» **To be done**
Copy out the full analysis of the April U.S. jobs report below, word for word.

--- START Supplied passage ---

In-depth Analysis


The key focus for last Friday’s forex trading was the release of US jobs data for April.

Payrolls rose by 428k as unemployment rate holds at 3.6%.

Here are the key takeaways from the April nonfarm payroll (NFP).

  • Stock futures weaker after dramatic day of selling
  • Gold holds gains after better-than-expected U.S. employment data
  • 10-year Treasury yield edges further above 3% ahead of U.S. jobs data
  • The bond expert who called the spike in U.S. yields forecasts the 10-year to reach 4%

U.S. job growth increased more than expected in April, underscoring the economy’s strong fundamentals despite a contraction in gross domestic product in the first quarter. Nonfarm payrolls rose by 428,000 jobs last month, the Labor Department said in its closely watched employment report on Friday. Data for March was revised slightly lower to show 428,000 jobs added instead of 431,000 as previously reported.

--- END Supplied passage ---
--- START Supplied data ---

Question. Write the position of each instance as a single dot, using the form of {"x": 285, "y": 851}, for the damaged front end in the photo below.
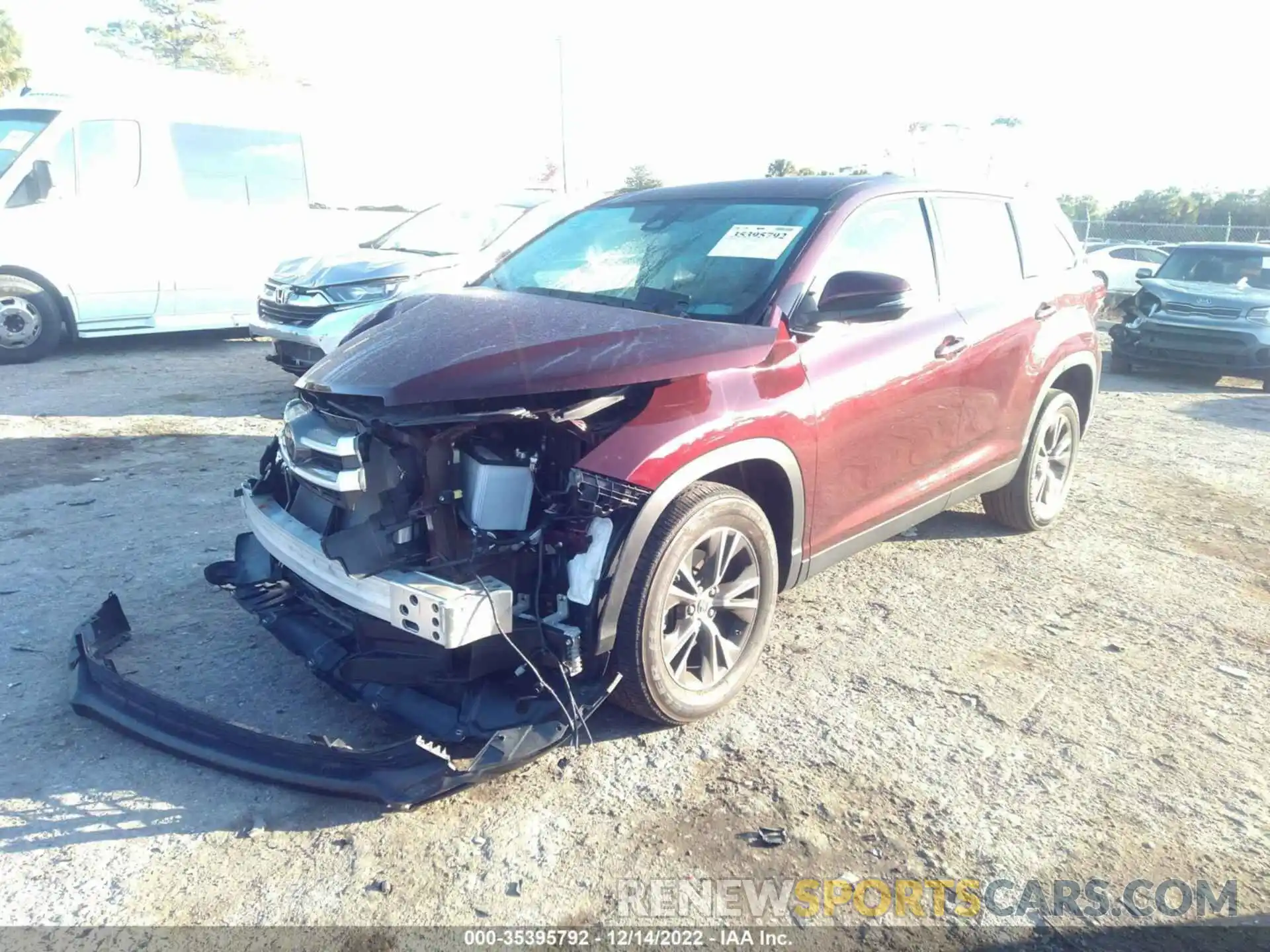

--- END Supplied data ---

» **The solution**
In-depth Analysis


The key focus for last Friday’s forex trading was the release of US jobs data for April.

Payrolls rose by 428k as unemployment rate holds at 3.6%.

Here are the key takeaways from the April nonfarm payroll (NFP).

  • Stock futures weaker after dramatic day of selling
  • Gold holds gains after better-than-expected U.S. employment data
  • 10-year Treasury yield edges further above 3% ahead of U.S. jobs data
  • The bond expert who called the spike in U.S. yields forecasts the 10-year to reach 4%

U.S. job growth increased more than expected in April, underscoring the economy’s strong fundamentals despite a contraction in gross domestic product in the first quarter. Nonfarm payrolls rose by 428,000 jobs last month, the Labor Department said in its closely watched employment report on Friday. Data for March was revised slightly lower to show 428,000 jobs added instead of 431,000 as previously reported.